* **Task**:
Locate the line that contains "the red roof", then copy it and all later lines of the data below exactly, through the last one.

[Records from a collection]
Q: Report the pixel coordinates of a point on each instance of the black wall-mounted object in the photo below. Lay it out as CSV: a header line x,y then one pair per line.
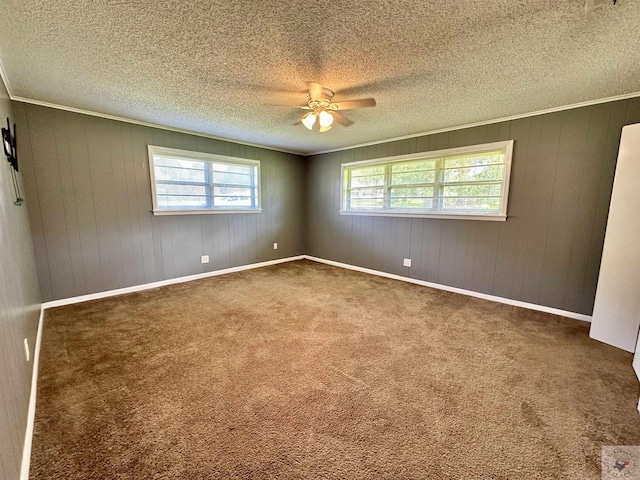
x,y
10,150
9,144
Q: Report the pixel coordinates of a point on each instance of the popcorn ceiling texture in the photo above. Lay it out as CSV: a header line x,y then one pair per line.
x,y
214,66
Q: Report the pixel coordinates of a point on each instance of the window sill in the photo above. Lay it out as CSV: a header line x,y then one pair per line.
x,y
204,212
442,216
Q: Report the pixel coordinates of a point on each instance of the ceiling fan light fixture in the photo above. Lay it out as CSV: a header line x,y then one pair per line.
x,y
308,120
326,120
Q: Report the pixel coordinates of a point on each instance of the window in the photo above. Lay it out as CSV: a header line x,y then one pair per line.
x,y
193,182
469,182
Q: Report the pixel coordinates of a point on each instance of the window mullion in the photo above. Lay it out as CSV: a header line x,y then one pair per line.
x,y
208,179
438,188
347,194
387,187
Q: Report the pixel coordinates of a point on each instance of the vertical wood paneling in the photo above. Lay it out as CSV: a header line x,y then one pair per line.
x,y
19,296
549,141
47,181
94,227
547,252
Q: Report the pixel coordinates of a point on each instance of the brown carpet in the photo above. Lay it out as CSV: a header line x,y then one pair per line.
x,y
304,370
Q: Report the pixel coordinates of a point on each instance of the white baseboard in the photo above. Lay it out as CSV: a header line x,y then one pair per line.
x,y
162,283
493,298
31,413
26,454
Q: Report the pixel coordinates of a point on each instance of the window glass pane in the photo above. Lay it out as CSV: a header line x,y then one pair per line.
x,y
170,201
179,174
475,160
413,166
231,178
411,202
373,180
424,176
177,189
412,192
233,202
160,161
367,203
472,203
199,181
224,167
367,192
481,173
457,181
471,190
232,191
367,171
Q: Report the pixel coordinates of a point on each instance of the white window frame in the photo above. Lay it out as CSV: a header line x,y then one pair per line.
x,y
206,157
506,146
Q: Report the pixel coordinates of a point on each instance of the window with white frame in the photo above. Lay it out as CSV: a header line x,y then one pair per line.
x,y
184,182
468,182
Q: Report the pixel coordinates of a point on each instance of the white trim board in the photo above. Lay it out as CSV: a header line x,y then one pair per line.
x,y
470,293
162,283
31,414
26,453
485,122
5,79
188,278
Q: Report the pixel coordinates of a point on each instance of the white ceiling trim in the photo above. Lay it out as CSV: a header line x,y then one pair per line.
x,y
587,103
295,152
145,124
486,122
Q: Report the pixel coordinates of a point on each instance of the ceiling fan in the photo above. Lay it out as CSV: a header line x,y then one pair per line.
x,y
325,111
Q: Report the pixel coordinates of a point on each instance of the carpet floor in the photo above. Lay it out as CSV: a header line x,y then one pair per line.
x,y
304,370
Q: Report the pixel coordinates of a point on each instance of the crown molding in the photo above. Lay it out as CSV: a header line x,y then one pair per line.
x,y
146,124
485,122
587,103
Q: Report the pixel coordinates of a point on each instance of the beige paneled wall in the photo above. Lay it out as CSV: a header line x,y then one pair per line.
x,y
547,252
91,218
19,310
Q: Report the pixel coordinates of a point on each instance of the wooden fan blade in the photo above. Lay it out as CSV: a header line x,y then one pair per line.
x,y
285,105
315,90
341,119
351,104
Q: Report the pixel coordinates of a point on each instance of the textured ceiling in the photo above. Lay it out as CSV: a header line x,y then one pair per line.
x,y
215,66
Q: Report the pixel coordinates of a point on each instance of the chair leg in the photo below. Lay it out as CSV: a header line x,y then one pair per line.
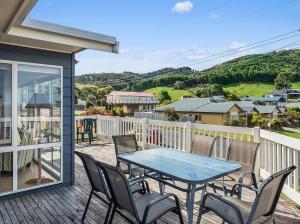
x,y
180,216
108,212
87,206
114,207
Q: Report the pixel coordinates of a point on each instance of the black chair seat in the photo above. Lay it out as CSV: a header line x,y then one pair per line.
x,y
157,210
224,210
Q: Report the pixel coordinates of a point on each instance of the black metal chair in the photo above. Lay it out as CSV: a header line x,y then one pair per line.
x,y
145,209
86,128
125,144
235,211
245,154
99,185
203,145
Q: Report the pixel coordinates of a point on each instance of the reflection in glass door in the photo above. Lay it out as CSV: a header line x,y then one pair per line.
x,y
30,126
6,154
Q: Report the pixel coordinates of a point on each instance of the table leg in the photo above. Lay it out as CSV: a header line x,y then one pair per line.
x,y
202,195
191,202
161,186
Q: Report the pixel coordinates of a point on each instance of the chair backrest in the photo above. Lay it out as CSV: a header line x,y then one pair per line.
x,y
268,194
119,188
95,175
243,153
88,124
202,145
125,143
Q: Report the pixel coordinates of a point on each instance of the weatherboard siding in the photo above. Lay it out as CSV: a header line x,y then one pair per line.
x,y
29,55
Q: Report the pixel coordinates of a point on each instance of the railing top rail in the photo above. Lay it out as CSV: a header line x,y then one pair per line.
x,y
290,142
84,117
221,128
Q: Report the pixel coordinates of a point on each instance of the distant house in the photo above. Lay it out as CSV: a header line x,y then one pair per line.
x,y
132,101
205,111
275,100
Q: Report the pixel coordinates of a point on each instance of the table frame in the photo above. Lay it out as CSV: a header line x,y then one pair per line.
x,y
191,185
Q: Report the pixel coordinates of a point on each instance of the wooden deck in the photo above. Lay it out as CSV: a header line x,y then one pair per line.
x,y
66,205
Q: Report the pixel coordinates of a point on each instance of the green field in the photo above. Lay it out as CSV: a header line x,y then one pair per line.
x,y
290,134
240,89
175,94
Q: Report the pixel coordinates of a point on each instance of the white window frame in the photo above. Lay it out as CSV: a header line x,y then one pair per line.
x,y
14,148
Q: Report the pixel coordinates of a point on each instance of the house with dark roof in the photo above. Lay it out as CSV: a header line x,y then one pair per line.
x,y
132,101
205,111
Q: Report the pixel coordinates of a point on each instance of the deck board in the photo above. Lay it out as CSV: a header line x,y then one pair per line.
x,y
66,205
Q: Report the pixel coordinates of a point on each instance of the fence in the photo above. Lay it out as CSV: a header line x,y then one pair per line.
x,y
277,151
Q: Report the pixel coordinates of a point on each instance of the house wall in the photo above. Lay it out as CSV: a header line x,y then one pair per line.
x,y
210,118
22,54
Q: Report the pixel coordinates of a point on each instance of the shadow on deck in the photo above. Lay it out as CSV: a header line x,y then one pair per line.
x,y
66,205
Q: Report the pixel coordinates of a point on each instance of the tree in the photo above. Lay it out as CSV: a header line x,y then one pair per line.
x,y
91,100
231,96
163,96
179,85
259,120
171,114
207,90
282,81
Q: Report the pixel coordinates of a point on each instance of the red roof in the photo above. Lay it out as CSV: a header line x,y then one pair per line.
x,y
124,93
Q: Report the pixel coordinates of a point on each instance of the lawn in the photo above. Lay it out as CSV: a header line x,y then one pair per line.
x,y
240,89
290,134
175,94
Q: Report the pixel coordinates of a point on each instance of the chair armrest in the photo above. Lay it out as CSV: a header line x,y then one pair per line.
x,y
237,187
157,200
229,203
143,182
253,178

* **Task output**:
Q: Report the pixel coordinates of a point on each instance of the red roof in the photo above. Lay it out as CSV: a header line x,y then one pair per line.
x,y
124,93
Q: Report the pixel coordinates of a point on each instance of the lawn in the photo above. Lay it out as CSV: a header line x,y then one pair per line.
x,y
240,89
290,134
175,94
Q: Report the pixel coordinates of a point on each instance of the chair armrest in the photo above. Lay it out as CSV: a header line x,y then one pair per line.
x,y
237,187
157,200
229,203
143,182
253,178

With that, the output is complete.